Work to be completed: Put the lines of the listing below into a numbered list, starting with the line that contains "Where can you see the sky?" and going on through the last line of the listing. Leave out any blank lines.

Information given:

┌──

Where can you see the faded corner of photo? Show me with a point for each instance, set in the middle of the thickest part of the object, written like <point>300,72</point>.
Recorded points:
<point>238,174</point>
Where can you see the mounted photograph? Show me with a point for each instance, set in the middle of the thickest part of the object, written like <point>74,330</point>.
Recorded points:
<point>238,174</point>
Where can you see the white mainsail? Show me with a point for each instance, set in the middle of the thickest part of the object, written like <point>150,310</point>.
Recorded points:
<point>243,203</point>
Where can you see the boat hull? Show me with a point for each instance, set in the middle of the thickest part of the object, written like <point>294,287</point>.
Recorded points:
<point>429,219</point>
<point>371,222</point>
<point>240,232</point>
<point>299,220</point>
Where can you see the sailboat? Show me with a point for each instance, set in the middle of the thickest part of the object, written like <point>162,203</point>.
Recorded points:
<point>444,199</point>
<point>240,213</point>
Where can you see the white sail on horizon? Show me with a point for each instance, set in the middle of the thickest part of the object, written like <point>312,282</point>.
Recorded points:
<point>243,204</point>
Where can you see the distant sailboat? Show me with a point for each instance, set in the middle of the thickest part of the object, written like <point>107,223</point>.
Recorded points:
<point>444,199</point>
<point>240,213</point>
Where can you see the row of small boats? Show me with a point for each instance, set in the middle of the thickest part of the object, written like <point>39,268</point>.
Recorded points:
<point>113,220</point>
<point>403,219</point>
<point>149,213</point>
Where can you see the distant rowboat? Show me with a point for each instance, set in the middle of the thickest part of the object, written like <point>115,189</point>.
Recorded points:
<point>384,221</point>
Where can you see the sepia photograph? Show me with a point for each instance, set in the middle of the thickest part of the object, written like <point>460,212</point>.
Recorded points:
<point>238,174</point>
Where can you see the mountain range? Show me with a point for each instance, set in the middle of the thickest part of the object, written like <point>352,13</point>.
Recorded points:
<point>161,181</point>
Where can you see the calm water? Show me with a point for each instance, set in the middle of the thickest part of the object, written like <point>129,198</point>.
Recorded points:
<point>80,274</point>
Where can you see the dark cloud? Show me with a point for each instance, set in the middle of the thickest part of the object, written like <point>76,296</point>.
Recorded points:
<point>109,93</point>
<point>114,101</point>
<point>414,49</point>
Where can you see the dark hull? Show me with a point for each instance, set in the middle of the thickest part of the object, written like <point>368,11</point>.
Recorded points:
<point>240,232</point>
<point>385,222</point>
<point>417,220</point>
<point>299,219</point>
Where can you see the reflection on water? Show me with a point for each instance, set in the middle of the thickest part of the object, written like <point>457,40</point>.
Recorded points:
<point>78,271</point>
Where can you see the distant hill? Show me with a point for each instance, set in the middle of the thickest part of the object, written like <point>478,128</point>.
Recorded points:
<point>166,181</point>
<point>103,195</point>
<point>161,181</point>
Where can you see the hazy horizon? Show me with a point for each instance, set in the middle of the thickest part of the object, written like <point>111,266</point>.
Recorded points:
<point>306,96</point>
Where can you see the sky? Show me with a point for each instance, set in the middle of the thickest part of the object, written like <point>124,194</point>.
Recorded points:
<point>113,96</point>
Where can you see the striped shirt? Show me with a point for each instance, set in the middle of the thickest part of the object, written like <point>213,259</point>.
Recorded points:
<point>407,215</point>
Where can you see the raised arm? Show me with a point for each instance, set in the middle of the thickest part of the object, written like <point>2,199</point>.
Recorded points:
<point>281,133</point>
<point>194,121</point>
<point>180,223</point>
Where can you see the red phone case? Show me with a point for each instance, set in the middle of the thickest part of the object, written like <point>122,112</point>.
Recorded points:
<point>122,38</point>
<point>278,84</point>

└──

Written reply:
1. Where can you see the sky? Show me with a point for each instance, set in the middle of the thickest part of the object, written like <point>124,194</point>.
2. Recorded points:
3. <point>113,96</point>
4. Where can you see the striped shirt? Show me with a point for each instance, set in the middle of the thickest part of the object, written like <point>213,259</point>.
5. Recorded points:
6. <point>407,215</point>
7. Where can you see the raised arm? Show me with a point for each instance, set in the middle of the thickest part of the object, written like <point>2,199</point>.
8. Recorded points:
9. <point>281,133</point>
10. <point>194,121</point>
11. <point>180,223</point>
12. Where can you see the red phone case? Show me with a point for each instance, set in the middle of the thickest part of the object, written like <point>122,112</point>.
13. Recorded points:
14. <point>122,38</point>
15. <point>278,84</point>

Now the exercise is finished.